▶ What is required
Retype exactly the lines that run from the line with "Query: woman wearing white visor" to the final line of the entries, keeping both ends and nothing else.

[Stored data entries]
* BEGIN *
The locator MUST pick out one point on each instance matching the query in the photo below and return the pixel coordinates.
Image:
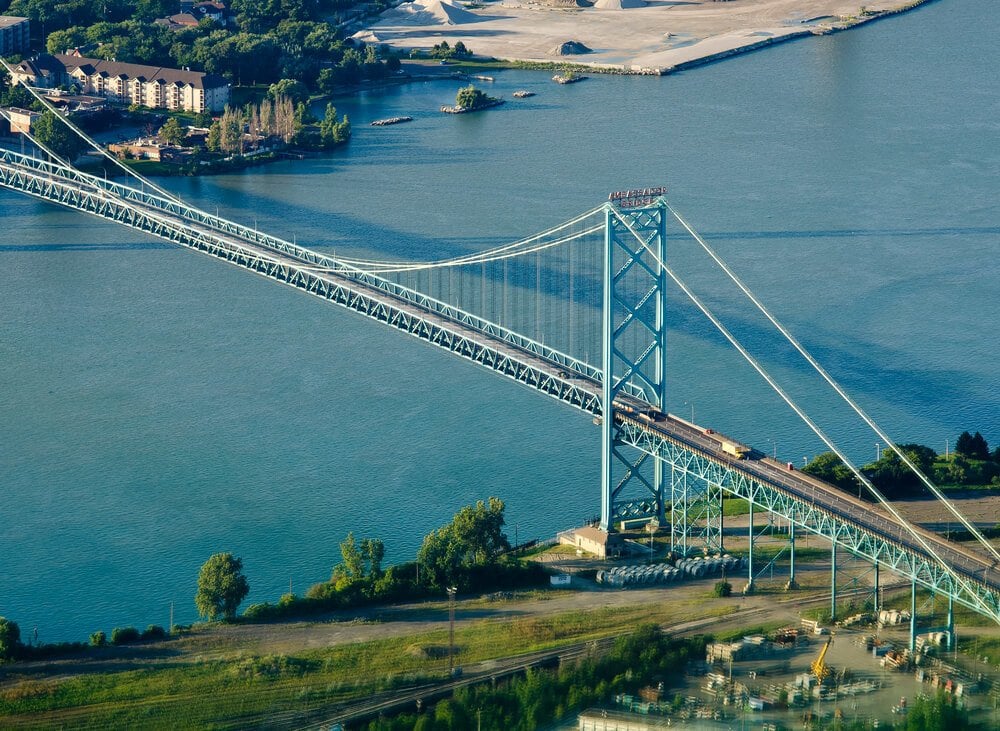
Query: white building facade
(128, 83)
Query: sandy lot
(656, 36)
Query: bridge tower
(633, 348)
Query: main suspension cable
(836, 386)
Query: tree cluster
(469, 97)
(971, 464)
(221, 587)
(444, 51)
(263, 42)
(474, 539)
(468, 553)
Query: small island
(471, 99)
(570, 77)
(390, 120)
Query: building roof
(179, 77)
(598, 536)
(42, 66)
(181, 19)
(6, 21)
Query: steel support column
(633, 359)
(875, 603)
(749, 586)
(791, 557)
(833, 580)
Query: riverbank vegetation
(971, 464)
(471, 553)
(258, 42)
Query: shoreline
(658, 39)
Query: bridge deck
(358, 292)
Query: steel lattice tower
(634, 348)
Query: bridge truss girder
(359, 294)
(856, 540)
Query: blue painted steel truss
(633, 355)
(859, 541)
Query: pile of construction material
(891, 617)
(751, 647)
(665, 573)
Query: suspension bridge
(578, 312)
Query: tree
(292, 88)
(469, 97)
(331, 131)
(373, 551)
(10, 639)
(173, 132)
(974, 447)
(353, 566)
(473, 538)
(214, 140)
(221, 587)
(51, 132)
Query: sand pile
(570, 48)
(430, 12)
(619, 4)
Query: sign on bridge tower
(634, 349)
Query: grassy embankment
(201, 680)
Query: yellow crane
(819, 667)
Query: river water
(157, 406)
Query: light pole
(652, 527)
(452, 590)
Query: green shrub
(124, 635)
(154, 632)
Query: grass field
(200, 683)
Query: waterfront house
(14, 35)
(128, 83)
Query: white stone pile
(666, 573)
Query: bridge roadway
(563, 379)
(806, 488)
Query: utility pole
(452, 590)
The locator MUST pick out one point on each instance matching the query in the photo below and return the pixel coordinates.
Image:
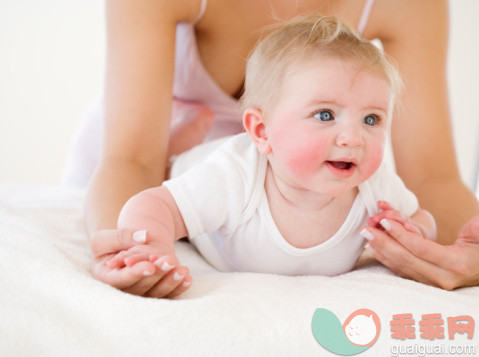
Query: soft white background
(51, 66)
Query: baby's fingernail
(385, 223)
(366, 234)
(178, 277)
(139, 236)
(368, 247)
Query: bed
(50, 305)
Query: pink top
(191, 83)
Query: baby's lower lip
(341, 172)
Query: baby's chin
(338, 190)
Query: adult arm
(415, 34)
(137, 106)
(412, 257)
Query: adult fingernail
(165, 267)
(368, 247)
(366, 234)
(385, 223)
(139, 236)
(178, 277)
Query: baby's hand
(389, 213)
(168, 278)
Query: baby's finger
(135, 258)
(117, 261)
(121, 278)
(113, 240)
(395, 215)
(385, 206)
(169, 283)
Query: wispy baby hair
(302, 38)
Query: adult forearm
(111, 186)
(149, 210)
(450, 202)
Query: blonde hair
(300, 39)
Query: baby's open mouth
(341, 165)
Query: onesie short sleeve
(386, 185)
(213, 194)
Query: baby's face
(328, 131)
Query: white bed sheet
(51, 306)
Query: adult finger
(113, 240)
(180, 289)
(427, 250)
(397, 258)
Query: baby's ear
(253, 122)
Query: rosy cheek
(305, 154)
(374, 159)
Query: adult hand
(144, 278)
(413, 257)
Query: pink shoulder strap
(365, 16)
(202, 11)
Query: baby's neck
(302, 199)
(304, 218)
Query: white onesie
(224, 205)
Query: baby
(292, 194)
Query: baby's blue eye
(325, 115)
(371, 120)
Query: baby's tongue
(340, 164)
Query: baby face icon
(361, 327)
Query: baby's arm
(155, 211)
(421, 222)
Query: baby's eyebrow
(323, 102)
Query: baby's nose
(350, 136)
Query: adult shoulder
(409, 20)
(176, 11)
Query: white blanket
(51, 306)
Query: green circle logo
(359, 332)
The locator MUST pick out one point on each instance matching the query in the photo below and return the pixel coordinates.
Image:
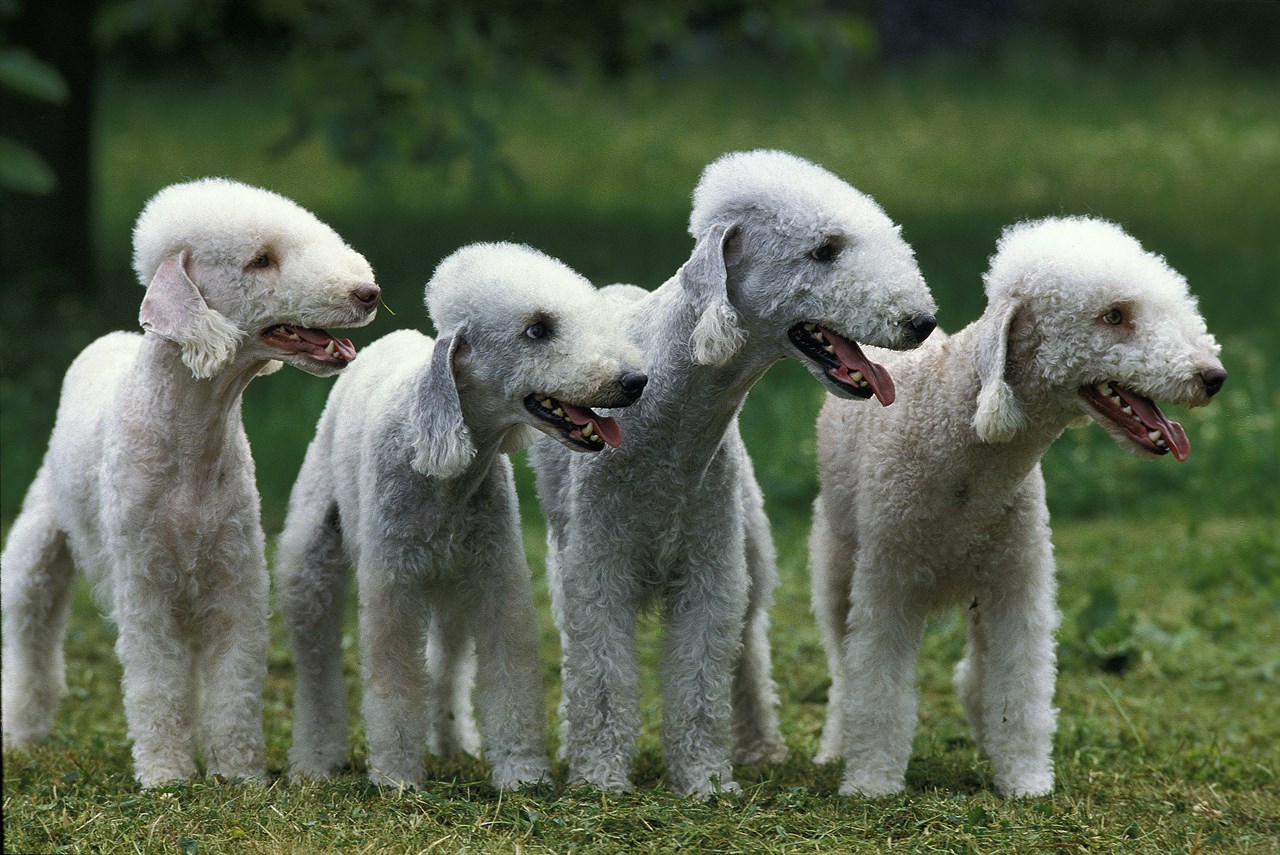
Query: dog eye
(826, 254)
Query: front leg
(1006, 681)
(600, 700)
(232, 653)
(393, 672)
(882, 644)
(158, 685)
(501, 617)
(757, 736)
(451, 664)
(702, 647)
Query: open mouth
(844, 361)
(1139, 419)
(312, 343)
(579, 425)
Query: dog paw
(604, 778)
(760, 751)
(1027, 787)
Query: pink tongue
(606, 428)
(320, 338)
(853, 360)
(1152, 419)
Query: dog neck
(168, 411)
(686, 405)
(956, 369)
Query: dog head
(1082, 320)
(525, 342)
(796, 261)
(236, 271)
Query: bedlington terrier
(407, 480)
(790, 261)
(147, 485)
(940, 501)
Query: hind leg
(36, 589)
(755, 698)
(451, 664)
(312, 576)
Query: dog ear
(999, 417)
(444, 447)
(720, 332)
(173, 309)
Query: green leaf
(23, 73)
(22, 169)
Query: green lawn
(1170, 576)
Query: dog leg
(393, 672)
(758, 739)
(882, 643)
(704, 630)
(1016, 672)
(159, 685)
(36, 589)
(600, 703)
(451, 664)
(508, 677)
(232, 653)
(312, 572)
(830, 580)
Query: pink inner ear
(172, 306)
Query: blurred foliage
(423, 82)
(22, 73)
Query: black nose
(922, 325)
(632, 383)
(1212, 380)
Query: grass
(1170, 575)
(1171, 751)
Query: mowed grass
(1169, 574)
(1174, 753)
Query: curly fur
(675, 515)
(406, 480)
(938, 501)
(147, 484)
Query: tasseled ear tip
(718, 334)
(999, 417)
(444, 456)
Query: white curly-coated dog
(940, 501)
(407, 480)
(790, 261)
(147, 485)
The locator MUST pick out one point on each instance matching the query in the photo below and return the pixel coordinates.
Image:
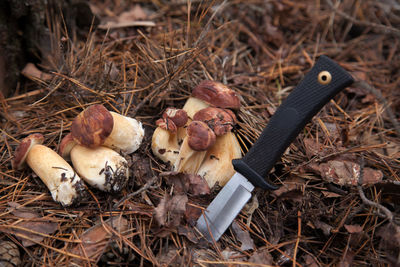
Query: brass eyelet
(324, 77)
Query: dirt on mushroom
(260, 49)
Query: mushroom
(211, 93)
(199, 138)
(97, 126)
(217, 163)
(101, 167)
(167, 136)
(219, 120)
(64, 184)
(208, 112)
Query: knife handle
(319, 85)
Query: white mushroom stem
(126, 136)
(64, 184)
(217, 165)
(188, 160)
(193, 104)
(101, 167)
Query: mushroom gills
(101, 167)
(64, 184)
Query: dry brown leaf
(22, 212)
(170, 210)
(188, 232)
(135, 13)
(192, 214)
(136, 16)
(310, 261)
(353, 229)
(33, 223)
(291, 189)
(347, 259)
(312, 147)
(330, 194)
(243, 236)
(326, 228)
(261, 257)
(183, 182)
(95, 239)
(345, 172)
(171, 257)
(30, 70)
(28, 227)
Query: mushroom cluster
(94, 144)
(197, 139)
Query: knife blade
(325, 79)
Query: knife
(325, 79)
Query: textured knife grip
(293, 114)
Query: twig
(377, 27)
(380, 97)
(366, 201)
(148, 185)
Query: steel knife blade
(325, 79)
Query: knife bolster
(241, 167)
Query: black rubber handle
(320, 84)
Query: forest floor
(338, 201)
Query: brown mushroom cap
(167, 124)
(66, 145)
(200, 136)
(23, 149)
(219, 120)
(178, 116)
(92, 126)
(216, 94)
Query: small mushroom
(211, 93)
(169, 134)
(64, 184)
(217, 164)
(101, 167)
(97, 126)
(219, 120)
(199, 138)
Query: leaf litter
(261, 50)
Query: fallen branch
(388, 214)
(148, 185)
(377, 27)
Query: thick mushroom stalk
(96, 126)
(217, 165)
(199, 138)
(64, 184)
(211, 93)
(169, 134)
(101, 167)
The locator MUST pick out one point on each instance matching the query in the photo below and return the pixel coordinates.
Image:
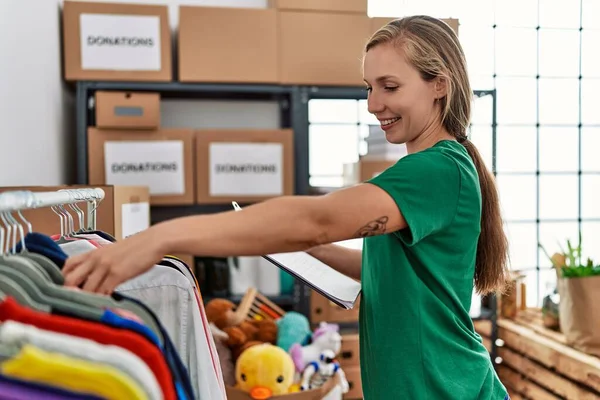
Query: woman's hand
(104, 269)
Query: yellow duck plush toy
(264, 370)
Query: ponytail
(491, 265)
(433, 48)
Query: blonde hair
(432, 47)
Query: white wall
(38, 108)
(34, 107)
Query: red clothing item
(150, 354)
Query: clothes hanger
(63, 228)
(44, 292)
(52, 270)
(91, 305)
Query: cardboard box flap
(352, 6)
(127, 110)
(250, 34)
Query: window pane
(481, 82)
(559, 196)
(559, 101)
(589, 16)
(590, 198)
(516, 149)
(559, 52)
(516, 100)
(531, 281)
(554, 235)
(559, 149)
(590, 113)
(364, 116)
(477, 43)
(590, 240)
(522, 239)
(324, 138)
(481, 136)
(590, 143)
(516, 44)
(517, 196)
(326, 181)
(590, 57)
(507, 17)
(344, 111)
(558, 14)
(481, 112)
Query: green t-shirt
(417, 340)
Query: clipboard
(328, 282)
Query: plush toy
(293, 328)
(317, 373)
(264, 371)
(241, 335)
(325, 337)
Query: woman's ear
(440, 87)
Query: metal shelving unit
(293, 102)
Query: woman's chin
(396, 138)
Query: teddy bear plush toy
(241, 335)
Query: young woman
(431, 225)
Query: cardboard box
(123, 211)
(377, 22)
(116, 42)
(227, 45)
(162, 159)
(127, 110)
(315, 394)
(323, 310)
(322, 48)
(351, 6)
(244, 165)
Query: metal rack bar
(23, 199)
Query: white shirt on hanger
(170, 295)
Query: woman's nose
(374, 106)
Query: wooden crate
(537, 364)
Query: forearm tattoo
(373, 228)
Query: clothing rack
(131, 339)
(24, 199)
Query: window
(543, 64)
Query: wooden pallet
(535, 362)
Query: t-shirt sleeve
(426, 187)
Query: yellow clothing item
(56, 369)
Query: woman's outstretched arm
(283, 224)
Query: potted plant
(578, 283)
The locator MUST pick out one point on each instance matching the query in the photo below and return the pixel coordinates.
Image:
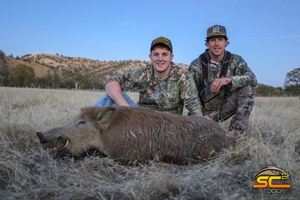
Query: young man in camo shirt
(224, 82)
(162, 85)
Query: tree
(22, 76)
(292, 82)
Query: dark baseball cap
(216, 30)
(162, 40)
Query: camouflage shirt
(238, 71)
(168, 94)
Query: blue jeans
(105, 100)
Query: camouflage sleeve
(128, 80)
(196, 74)
(190, 96)
(242, 75)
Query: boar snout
(41, 137)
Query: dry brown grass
(28, 172)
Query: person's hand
(208, 117)
(218, 83)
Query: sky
(266, 33)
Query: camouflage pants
(238, 104)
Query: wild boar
(138, 134)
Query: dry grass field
(27, 171)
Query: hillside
(42, 63)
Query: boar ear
(104, 117)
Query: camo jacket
(168, 94)
(238, 71)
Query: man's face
(161, 57)
(216, 46)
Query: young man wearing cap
(224, 82)
(162, 85)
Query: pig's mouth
(57, 146)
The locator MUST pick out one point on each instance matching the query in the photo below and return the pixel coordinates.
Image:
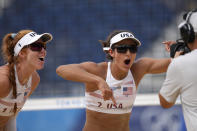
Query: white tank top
(7, 103)
(124, 92)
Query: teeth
(127, 61)
(41, 58)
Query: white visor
(121, 36)
(29, 39)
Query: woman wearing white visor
(24, 53)
(111, 86)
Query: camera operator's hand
(178, 53)
(168, 44)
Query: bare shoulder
(4, 81)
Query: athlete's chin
(40, 67)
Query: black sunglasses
(125, 48)
(37, 46)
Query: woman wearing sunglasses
(111, 86)
(24, 54)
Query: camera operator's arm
(171, 87)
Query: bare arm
(154, 66)
(164, 103)
(87, 72)
(84, 72)
(4, 87)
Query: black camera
(179, 46)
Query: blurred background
(76, 26)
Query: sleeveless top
(124, 92)
(7, 103)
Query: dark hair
(9, 42)
(106, 43)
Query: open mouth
(41, 59)
(127, 61)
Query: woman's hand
(168, 44)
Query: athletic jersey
(124, 92)
(181, 80)
(7, 103)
* END *
▶ Final result
Query: woman wearing white visor
(24, 53)
(111, 86)
Query: camera operator's hand
(178, 53)
(168, 44)
Query: bare shoulder
(4, 81)
Query: athlete's chin
(40, 67)
Query: black sunglasses
(125, 48)
(37, 46)
Query: woman wearing sunglasses
(111, 86)
(24, 54)
Query: camera operator's arm
(171, 87)
Query: bare arm
(154, 66)
(164, 103)
(87, 72)
(84, 72)
(4, 87)
Query: black camera
(179, 46)
Query: blurred background
(76, 26)
Query: sleeveless top
(124, 92)
(7, 103)
Query: dark hair
(9, 42)
(106, 43)
Query: open mouth
(41, 59)
(127, 61)
Query: woman's hand
(168, 44)
Query: athletic jersey
(124, 92)
(181, 80)
(7, 103)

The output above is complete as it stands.